- _QUESTIONS_:
[A] In the memoir passage below, where did Glen work?
[B] Please continue the memoir passage about the narrator's mother and Glen from where it stops.

- _QUOTED PASSAGE_:
Before I go on, I have to tell you that fish and grits is a big meal in our family, and it’s one of my favorite meals to this day. You line the bottom of your plate in hot grits with cheese, drop your fried fish on there, sprinkle some black pepper over everything, and crack a raw egg on top, letting it cook until it’s a perfect sunny-side up. You stir it all together and that’s how my family makes grits. You should try it, you will not be disappointed.
The point of the story though is that, as a child, my mother was subjected to a lot of fights and saw violence all around, both in and out of the house. Even though she didn’t fight in the streets, my mom was a fighter. I saw this firsthand when I moved back in with her full-time in Staten Island. She had begun a new relationship with a guy named Glen, who she eventually married, and they had my little brother Kareem, whose middle name, Kente, was inspired by
the TV show Roots. Glen was a cool dude—he was nice enough, kind of humble, with a great smile. He wasn’t out there in the streets, he had a job with the Transit Authority, which was good. I never got to know him because from the start he never paid any attention to me. He was a bit of a smooth type; he had a black motorcycle, and he’d pull up real slick and smile at me like, “That’s right, I’m fucking your mom.”

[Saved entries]
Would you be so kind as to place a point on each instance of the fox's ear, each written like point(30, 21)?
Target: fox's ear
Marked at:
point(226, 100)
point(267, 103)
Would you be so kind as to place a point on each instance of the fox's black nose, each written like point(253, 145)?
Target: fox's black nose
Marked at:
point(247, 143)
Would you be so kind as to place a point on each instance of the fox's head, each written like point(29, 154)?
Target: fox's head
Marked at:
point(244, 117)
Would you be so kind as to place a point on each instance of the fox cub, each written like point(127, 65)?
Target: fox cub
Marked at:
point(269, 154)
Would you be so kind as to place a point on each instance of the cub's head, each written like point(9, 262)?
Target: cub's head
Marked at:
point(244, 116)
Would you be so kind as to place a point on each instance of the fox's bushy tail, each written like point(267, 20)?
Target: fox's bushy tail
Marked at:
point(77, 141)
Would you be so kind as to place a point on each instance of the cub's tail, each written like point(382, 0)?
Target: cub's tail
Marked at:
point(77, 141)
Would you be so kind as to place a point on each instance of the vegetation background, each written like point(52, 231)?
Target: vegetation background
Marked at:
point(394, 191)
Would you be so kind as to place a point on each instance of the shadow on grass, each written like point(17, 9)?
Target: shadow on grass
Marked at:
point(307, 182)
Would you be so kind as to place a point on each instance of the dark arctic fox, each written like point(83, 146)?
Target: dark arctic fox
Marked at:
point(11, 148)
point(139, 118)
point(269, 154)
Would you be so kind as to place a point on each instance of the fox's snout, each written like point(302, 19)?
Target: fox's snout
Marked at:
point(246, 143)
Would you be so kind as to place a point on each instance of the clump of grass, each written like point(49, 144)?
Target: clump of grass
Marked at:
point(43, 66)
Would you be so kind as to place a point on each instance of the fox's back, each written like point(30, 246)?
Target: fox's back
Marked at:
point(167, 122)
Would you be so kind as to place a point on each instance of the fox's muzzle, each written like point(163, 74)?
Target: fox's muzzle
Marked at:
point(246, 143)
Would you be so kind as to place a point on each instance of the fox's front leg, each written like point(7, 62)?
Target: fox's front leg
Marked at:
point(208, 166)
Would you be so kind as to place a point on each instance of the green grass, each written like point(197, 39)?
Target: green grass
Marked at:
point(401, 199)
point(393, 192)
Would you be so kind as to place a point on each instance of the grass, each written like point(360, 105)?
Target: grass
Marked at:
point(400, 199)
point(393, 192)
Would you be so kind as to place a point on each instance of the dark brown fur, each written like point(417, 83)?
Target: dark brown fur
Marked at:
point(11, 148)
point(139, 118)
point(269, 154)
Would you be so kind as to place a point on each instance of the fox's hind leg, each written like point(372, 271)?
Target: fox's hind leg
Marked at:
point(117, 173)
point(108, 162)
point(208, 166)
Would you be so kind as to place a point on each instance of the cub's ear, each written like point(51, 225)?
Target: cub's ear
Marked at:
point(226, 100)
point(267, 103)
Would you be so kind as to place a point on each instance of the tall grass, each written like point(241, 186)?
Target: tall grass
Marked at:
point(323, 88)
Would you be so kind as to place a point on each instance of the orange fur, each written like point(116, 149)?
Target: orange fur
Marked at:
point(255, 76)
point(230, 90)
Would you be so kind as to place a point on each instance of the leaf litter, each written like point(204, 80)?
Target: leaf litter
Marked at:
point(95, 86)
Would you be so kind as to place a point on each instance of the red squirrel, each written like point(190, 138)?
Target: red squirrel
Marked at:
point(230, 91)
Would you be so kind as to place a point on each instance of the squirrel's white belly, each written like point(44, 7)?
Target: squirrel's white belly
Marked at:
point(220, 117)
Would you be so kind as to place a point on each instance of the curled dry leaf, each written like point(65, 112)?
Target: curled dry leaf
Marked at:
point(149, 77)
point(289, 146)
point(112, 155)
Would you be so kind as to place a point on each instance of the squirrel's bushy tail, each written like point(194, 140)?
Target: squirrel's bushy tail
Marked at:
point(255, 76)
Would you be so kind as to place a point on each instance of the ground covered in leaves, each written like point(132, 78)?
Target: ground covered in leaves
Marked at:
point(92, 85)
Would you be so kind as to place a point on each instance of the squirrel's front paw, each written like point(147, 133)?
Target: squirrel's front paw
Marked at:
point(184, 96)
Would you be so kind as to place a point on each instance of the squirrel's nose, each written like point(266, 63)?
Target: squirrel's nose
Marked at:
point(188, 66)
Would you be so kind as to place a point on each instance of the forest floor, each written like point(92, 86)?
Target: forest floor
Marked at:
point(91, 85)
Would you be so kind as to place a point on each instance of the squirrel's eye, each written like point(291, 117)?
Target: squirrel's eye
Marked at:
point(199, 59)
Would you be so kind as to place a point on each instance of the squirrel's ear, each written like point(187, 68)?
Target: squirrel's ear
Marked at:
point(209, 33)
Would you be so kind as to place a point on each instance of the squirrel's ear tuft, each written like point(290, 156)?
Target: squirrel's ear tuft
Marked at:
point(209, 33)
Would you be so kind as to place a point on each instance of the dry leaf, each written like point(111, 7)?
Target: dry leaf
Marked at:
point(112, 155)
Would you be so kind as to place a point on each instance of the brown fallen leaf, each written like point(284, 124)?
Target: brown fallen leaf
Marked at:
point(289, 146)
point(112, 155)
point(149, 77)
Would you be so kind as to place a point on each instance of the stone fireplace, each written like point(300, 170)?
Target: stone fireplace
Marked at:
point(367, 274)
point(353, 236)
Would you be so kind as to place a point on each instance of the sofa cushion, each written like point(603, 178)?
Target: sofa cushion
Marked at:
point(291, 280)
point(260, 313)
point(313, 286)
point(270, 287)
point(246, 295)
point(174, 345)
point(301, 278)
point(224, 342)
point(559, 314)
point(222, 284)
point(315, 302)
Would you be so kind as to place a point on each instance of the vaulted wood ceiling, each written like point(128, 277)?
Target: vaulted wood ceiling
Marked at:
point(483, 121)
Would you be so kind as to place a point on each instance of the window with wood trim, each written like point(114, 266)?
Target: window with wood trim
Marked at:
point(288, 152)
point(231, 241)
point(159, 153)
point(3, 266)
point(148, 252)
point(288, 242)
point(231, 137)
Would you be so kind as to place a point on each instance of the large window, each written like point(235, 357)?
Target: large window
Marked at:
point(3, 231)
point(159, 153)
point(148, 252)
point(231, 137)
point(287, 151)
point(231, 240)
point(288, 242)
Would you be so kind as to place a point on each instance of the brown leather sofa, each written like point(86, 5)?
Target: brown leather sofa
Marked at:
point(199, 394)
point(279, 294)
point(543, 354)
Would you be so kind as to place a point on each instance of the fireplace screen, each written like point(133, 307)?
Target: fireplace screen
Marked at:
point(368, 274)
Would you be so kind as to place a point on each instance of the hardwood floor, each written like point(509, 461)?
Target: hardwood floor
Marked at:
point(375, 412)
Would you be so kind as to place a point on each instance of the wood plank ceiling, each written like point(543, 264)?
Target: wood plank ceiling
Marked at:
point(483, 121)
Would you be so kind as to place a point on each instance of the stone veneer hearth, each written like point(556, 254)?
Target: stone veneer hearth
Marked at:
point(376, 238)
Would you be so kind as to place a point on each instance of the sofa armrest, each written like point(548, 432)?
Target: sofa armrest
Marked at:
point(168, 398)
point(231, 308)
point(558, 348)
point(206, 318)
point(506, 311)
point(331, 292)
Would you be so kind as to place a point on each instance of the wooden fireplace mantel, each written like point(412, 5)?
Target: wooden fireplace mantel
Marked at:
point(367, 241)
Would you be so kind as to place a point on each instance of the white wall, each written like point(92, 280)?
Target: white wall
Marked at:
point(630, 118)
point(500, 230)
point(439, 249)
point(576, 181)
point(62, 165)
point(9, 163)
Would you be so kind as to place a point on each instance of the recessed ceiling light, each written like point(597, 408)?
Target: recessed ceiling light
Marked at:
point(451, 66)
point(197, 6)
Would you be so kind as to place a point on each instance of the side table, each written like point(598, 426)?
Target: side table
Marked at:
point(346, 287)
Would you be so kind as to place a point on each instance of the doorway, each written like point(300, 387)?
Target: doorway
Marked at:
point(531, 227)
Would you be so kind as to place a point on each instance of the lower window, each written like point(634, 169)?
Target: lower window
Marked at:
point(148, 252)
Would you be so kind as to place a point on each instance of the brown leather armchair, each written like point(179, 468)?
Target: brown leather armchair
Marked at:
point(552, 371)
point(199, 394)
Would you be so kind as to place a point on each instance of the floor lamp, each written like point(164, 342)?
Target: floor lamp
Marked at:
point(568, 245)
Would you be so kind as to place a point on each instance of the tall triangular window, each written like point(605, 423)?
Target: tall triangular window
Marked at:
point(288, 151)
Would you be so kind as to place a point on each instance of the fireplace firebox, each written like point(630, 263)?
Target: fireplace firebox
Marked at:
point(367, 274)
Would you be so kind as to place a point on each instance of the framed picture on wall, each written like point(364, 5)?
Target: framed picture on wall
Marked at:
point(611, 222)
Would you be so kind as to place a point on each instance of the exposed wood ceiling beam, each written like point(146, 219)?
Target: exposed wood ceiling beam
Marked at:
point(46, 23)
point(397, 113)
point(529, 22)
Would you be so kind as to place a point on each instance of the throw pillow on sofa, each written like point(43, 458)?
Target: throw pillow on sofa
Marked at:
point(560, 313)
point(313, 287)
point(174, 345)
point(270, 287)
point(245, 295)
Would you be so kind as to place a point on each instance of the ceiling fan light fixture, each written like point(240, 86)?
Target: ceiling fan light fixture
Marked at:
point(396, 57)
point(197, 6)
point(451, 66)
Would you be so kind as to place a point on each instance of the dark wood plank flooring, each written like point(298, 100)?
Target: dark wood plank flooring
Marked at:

- _OUTPUTS FOR THE TASKS_:
[A] He had a job with the Transit Authority.

[B]
They were both still young and they were listening to all kinds of disco, like Junior’s “Mama Used to Say,” Kool & the Gang’s “Ladies Night,” Diana Ross’s “Love Hangover,” Gloria Gaynor’s “I Will Survive,” everything by the Jackson Five, and Michael’s early solo stuff. These were big records at the time, and my mom loved them and played them constantly. After a little while I found myself singing along, loving all that music too. My mom was very social, she was a hangout chick, while Glen was more reserved—and that became a problem. She’d throw parties at the house and make fried fish and invite all her friends to come play cards, smoke joints, and probably sniff coke here and there. That’s what was going on in the days of disco, when hip-hop was just starting out. My mom wanted to be a part of that as much as she could, while still being a good mother to her two boys.
My mom and Glen started having big arguments, and those were also my soundtrack. At first when I’d hear the yelling, I’d go to see what was happening. She’d tell me to get back in my fucking room and close the door—and that’s when it would get bad. When the yelling and banging finally stopped, once Glen would leave, slamming the door behind him, I’d come out to ask if she was all right. She’d have bruises, or her hand would be bleeding, but she’d always say she was fine. “Don’t worry about it, son,” she’d say. “Just take your ass to bed and get to sleep.” I could tell she wasn’t all right, she was still angry and hurt. But I had no other choice, so I’d go back to my room.